BEGIN EXCERPTED RECORDS

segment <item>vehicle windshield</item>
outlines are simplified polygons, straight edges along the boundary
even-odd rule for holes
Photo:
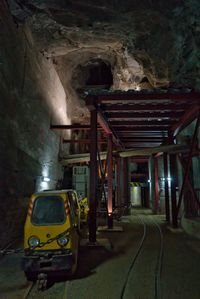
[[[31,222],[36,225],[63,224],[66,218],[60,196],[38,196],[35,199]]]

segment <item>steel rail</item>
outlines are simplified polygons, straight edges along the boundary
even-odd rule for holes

END EXCERPTED RECORDS
BEGIN EXCERPTED RECORDS

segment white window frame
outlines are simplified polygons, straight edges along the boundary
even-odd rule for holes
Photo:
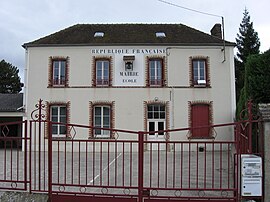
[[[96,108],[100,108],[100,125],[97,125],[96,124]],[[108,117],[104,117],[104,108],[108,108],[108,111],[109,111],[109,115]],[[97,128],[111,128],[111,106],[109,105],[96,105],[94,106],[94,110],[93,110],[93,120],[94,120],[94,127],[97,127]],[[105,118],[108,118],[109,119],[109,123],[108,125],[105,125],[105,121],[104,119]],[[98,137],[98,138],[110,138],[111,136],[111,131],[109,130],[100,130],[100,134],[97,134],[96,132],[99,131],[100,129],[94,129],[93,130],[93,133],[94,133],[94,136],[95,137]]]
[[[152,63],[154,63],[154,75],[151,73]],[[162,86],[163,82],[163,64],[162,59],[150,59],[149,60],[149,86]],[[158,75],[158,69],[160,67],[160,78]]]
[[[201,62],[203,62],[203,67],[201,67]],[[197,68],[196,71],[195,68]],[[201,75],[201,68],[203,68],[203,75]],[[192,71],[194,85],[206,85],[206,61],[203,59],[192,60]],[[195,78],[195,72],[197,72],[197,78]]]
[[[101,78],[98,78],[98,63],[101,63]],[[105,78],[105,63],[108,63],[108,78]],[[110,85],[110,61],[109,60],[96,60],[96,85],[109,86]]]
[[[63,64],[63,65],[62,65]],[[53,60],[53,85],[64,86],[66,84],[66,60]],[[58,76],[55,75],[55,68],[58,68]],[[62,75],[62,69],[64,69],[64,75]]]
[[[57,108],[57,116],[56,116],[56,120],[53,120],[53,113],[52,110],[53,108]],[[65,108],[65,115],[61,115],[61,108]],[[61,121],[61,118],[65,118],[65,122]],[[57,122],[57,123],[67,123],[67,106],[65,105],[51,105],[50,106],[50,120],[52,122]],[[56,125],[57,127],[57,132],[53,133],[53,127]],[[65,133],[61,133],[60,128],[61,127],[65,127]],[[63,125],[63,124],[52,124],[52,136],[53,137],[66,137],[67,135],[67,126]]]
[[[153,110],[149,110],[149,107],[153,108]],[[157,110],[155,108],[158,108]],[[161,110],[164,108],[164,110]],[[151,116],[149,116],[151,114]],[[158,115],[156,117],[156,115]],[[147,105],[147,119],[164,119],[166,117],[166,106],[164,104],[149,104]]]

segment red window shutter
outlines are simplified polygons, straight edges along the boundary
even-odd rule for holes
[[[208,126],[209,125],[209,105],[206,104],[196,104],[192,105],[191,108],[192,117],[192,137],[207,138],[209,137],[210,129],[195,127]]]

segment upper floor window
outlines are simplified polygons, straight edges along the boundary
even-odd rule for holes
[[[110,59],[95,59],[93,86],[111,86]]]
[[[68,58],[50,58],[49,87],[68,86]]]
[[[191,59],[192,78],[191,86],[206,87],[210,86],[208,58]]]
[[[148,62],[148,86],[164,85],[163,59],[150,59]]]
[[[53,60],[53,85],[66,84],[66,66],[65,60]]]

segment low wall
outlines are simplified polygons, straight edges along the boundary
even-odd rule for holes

END EXCERPTED RECORDS
BEGIN EXCERPTED RECORDS

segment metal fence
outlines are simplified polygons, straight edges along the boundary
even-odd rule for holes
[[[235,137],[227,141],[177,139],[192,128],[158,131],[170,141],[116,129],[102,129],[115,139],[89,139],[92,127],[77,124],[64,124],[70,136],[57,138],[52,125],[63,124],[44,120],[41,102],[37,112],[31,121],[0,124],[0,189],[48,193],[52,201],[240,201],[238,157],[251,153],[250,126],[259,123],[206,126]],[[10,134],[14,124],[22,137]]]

END EXCERPTED RECORDS

▸ WHAT YOU WILL DO
From the listing above, pick out every line containing "item".

▸ ANSWER TO THE PROBLEM
segment <item>vehicle windshield</item>
segment <item>steel rail</item>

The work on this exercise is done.